Take the line containing "For every instance of the man's wavy" and all lines after it to the end of the records, and output them exactly.

Records drawn from a dataset
+ + + +
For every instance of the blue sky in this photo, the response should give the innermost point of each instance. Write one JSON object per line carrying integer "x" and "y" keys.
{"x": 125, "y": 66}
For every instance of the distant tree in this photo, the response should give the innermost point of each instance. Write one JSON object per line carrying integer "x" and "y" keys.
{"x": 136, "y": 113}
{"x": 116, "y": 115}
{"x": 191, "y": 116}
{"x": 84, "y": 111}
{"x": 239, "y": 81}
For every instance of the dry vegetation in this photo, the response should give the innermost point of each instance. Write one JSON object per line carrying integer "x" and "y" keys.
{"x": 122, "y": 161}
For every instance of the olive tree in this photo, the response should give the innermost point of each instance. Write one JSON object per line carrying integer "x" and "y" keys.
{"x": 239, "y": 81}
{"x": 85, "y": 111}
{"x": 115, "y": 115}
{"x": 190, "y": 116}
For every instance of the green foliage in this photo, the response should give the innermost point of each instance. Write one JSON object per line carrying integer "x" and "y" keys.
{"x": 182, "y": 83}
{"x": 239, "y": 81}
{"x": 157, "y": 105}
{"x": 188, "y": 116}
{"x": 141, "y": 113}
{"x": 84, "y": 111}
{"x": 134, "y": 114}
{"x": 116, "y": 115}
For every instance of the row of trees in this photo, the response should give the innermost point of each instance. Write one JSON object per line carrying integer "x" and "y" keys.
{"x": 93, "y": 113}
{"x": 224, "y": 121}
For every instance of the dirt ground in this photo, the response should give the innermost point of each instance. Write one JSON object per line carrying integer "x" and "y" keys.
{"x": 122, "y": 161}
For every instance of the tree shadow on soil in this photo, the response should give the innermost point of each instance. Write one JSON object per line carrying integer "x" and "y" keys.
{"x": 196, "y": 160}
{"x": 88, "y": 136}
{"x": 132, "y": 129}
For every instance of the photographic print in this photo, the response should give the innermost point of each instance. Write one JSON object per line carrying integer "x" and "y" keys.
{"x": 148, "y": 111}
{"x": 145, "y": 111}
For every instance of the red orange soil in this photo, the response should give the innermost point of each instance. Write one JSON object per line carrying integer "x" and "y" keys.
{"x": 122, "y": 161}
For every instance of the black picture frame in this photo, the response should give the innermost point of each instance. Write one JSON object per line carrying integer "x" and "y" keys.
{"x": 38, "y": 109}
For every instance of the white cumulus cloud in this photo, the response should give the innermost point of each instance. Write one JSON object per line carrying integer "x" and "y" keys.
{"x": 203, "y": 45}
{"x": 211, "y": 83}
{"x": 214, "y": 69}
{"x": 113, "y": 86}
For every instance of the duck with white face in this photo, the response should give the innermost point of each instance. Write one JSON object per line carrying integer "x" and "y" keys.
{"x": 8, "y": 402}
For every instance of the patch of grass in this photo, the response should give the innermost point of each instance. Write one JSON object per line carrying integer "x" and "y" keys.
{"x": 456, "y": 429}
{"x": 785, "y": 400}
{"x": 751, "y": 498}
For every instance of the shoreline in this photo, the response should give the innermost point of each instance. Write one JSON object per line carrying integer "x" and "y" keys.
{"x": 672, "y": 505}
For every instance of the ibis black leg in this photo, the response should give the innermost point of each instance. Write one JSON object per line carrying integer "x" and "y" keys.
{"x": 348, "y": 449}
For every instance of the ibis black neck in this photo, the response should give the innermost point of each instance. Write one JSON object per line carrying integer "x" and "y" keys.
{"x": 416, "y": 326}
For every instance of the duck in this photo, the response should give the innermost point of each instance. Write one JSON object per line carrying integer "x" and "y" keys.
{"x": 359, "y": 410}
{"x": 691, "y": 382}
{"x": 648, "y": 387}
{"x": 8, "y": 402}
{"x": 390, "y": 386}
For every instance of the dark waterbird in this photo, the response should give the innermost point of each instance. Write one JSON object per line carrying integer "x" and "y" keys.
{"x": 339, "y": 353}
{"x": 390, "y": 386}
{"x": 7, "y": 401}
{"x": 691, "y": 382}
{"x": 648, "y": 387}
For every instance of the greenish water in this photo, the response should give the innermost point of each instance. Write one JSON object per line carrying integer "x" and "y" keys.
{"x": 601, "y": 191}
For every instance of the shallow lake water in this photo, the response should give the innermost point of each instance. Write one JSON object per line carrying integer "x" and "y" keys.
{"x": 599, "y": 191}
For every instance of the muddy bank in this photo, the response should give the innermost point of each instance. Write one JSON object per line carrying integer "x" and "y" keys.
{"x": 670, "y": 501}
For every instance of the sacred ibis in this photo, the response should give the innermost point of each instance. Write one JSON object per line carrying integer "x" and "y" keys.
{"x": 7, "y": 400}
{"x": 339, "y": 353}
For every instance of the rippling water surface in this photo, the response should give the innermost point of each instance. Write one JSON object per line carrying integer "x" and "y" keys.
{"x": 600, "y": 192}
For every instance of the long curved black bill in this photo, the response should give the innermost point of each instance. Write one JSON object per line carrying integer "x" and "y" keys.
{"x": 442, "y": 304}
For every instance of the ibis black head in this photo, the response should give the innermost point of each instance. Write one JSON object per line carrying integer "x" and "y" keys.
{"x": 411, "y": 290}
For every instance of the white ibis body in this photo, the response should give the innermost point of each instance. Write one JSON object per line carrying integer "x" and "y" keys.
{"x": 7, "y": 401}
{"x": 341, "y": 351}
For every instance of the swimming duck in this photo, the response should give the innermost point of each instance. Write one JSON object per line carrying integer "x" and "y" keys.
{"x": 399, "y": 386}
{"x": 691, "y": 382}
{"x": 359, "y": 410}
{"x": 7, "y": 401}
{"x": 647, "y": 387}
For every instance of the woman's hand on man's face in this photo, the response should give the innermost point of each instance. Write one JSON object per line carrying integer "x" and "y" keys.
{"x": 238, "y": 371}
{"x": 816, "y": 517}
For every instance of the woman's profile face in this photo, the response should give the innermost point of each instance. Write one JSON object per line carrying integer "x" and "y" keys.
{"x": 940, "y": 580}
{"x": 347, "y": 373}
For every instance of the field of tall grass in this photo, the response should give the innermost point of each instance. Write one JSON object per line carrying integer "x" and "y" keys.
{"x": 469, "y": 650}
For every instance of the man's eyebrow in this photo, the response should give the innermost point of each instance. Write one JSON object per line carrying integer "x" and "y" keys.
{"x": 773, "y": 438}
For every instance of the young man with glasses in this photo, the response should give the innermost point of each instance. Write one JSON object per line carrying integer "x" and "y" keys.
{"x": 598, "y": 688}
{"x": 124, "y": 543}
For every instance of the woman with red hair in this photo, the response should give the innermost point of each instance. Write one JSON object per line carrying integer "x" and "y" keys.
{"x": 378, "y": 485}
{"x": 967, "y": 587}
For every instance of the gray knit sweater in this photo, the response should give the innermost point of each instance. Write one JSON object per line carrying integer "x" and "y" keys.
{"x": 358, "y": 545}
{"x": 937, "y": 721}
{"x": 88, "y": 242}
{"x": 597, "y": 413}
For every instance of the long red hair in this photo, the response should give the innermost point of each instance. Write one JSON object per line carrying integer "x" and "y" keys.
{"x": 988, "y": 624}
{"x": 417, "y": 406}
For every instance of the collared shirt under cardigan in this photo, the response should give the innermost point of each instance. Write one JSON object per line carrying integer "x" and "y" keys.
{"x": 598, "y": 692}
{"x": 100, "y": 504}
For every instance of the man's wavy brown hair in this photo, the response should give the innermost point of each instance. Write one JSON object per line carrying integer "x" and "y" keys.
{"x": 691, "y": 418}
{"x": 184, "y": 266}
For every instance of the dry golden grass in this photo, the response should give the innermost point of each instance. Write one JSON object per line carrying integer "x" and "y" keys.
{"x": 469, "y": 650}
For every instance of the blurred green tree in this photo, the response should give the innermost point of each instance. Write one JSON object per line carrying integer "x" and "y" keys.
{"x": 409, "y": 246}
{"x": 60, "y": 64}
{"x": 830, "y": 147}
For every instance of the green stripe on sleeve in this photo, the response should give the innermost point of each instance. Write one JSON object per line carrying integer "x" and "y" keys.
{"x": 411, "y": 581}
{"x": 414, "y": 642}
+ + + +
→ Task response:
For every instance of the man's wavy brown hair in this photo, the response should give the innermost point of each instance. Write one JSON object per line carrying integer "x" and "y" keys.
{"x": 691, "y": 418}
{"x": 184, "y": 266}
For every instance of the dry golden grass in this photo, the response should give the innermost point of each instance. Write one JSON object per line carrying integer "x" and "y" keys.
{"x": 469, "y": 650}
For every instance of the blurred green tree in this photo, the response should give the innermost point of each instance. Write one JSON object per line carrying integer "x" and "y" keys.
{"x": 409, "y": 246}
{"x": 60, "y": 64}
{"x": 830, "y": 147}
For every instance of the green stripe on sleeve in this photo, the response should give the innermost point of each instance. Write one JSON object per line carrying integer "x" and "y" keys.
{"x": 411, "y": 581}
{"x": 414, "y": 642}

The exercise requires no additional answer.